## [Your objective]
Taking the records line by line, how many lines contain the word "black"? Answer with the number only.
***** Material to process
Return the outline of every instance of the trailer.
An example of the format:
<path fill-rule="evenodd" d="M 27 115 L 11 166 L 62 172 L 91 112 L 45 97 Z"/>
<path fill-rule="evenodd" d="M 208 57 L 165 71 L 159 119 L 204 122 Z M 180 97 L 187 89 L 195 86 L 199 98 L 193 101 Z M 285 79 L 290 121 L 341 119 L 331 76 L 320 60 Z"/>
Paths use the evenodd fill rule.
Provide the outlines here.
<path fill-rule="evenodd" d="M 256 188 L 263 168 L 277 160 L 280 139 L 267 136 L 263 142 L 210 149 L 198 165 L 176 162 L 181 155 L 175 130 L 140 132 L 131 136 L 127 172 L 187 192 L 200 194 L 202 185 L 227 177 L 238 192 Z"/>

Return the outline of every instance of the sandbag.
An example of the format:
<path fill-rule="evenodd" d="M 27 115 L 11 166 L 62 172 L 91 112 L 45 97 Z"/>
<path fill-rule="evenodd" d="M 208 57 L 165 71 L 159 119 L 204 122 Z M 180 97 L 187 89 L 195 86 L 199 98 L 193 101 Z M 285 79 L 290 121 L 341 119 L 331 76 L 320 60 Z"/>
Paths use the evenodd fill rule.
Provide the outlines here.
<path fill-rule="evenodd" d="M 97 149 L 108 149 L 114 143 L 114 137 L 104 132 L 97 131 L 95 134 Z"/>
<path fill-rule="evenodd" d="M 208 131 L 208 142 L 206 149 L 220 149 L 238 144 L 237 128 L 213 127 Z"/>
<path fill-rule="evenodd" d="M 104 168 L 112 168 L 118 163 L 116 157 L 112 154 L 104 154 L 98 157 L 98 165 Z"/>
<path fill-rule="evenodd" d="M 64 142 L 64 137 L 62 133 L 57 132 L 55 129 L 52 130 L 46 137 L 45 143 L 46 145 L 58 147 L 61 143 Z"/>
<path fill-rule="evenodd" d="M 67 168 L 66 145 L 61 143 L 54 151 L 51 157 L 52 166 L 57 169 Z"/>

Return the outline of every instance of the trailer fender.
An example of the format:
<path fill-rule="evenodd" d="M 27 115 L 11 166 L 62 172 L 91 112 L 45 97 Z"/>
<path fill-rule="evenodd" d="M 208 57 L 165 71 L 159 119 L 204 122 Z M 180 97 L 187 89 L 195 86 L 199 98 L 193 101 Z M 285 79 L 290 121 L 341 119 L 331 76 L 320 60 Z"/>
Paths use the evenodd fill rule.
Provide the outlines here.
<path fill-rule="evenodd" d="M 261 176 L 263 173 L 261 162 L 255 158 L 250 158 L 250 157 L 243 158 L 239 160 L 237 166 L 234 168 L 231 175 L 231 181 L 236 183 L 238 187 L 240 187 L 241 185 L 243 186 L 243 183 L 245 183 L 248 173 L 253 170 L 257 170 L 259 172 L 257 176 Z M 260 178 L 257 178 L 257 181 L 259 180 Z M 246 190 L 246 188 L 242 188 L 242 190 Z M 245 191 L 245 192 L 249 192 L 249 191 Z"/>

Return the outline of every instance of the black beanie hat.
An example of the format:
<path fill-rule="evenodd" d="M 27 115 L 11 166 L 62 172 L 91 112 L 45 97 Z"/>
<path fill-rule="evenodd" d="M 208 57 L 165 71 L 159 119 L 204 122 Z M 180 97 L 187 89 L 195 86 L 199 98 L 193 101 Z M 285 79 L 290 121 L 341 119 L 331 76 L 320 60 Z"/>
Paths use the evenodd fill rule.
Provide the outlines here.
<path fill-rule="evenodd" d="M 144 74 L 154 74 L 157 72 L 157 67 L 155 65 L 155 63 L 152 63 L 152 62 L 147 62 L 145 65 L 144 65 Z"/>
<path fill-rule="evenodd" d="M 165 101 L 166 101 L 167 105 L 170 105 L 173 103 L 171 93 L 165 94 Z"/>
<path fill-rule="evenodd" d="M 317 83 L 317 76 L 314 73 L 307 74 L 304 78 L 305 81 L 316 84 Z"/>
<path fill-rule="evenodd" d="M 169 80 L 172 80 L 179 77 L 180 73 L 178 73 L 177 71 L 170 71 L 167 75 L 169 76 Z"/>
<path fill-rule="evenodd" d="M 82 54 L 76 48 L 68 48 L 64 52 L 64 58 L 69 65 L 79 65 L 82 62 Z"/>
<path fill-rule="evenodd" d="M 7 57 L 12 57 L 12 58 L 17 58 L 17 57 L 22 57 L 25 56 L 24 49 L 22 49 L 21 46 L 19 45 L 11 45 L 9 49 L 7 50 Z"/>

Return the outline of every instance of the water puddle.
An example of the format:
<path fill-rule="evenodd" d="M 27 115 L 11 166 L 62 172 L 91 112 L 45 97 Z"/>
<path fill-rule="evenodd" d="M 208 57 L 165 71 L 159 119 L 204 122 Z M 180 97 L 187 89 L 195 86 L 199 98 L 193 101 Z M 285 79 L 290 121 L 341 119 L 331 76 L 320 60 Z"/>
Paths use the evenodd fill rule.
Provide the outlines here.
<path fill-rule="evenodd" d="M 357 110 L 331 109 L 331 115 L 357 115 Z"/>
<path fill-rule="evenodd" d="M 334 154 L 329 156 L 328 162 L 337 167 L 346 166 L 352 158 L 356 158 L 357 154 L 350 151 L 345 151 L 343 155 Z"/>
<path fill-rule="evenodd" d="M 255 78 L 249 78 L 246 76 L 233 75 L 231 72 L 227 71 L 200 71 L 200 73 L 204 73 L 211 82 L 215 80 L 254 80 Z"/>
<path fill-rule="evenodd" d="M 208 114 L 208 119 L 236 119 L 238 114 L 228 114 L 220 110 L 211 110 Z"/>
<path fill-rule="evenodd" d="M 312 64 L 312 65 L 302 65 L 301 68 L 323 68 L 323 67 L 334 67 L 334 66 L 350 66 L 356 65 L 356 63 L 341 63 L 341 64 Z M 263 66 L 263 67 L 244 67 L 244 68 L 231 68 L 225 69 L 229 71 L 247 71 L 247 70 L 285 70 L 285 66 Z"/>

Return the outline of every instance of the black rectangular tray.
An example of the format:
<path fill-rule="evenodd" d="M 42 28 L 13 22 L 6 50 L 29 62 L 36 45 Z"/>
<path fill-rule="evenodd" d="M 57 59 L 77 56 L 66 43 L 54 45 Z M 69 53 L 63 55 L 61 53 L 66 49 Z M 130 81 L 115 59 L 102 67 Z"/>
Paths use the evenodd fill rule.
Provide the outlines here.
**********
## [Task result]
2